▶ ACTIVITY
Once you reach the line containing "Task: point out each instance of the traffic light", copy it and every line after it exactly, through the end of the data below.

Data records

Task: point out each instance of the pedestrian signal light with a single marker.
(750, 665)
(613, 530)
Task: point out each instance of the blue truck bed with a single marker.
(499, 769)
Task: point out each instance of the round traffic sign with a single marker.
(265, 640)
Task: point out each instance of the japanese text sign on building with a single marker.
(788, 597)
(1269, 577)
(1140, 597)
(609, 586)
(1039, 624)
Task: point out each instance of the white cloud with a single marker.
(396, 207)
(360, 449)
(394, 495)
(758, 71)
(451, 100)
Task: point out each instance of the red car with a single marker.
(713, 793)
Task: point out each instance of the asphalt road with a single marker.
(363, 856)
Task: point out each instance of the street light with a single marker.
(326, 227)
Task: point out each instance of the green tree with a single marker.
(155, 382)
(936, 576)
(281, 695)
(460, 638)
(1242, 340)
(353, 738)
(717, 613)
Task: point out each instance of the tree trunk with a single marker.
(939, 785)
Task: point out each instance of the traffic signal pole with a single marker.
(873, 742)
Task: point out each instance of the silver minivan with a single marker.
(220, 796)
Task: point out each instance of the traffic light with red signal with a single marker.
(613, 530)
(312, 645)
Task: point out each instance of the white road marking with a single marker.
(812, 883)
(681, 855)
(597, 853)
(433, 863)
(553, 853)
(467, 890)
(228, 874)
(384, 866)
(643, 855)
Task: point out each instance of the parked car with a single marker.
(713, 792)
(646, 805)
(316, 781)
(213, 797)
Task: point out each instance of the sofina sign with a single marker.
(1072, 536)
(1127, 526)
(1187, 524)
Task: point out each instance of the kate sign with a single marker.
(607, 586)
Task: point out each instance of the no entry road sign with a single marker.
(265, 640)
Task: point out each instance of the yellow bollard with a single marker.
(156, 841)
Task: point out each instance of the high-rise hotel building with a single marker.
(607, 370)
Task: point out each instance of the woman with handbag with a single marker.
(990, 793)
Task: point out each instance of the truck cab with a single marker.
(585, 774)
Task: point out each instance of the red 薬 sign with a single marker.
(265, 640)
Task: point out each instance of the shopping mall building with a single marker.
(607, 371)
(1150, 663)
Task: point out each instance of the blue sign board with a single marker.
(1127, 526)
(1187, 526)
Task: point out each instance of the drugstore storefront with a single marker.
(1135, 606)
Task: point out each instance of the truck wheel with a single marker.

▶ ANSWER BELOW
Task: point out each instance of the traffic light with red signal with a single marker.
(613, 530)
(312, 645)
Task: point out each instance of the white road marking with a single marker.
(812, 883)
(681, 855)
(597, 853)
(433, 863)
(553, 853)
(467, 890)
(228, 874)
(384, 866)
(643, 855)
Task: point out each instance of the parked car with a single marker.
(713, 792)
(646, 805)
(316, 781)
(213, 797)
Task: point out each instance of the sofina sign with a single marker.
(1072, 536)
(1127, 526)
(1187, 524)
Task: point out each instance of the kate sign with a single marker.
(607, 586)
Task: point out each instance of the no entry road sign with a single marker.
(265, 640)
Task: point out each instance of the yellow bollard with a single marker.
(156, 841)
Task: point out each instance of the high-rise hotel building with a single marker.
(607, 370)
Task: point out each instance of the woman with handbag with a single marker.
(990, 793)
Task: point out each instance of the truck cab with a single marker.
(585, 774)
Task: point out each instance of the red 薬 sign with a single marker.
(265, 640)
Task: point out each instance of the shopping mall building with a single marker.
(607, 371)
(1150, 663)
Task: point out each instance of the blue sign board with a single marker.
(1127, 526)
(1187, 526)
Task: point out each instance of the drugstore storefront with a single marker.
(1135, 606)
Task: point out each instance of the truck wheel with a single marker.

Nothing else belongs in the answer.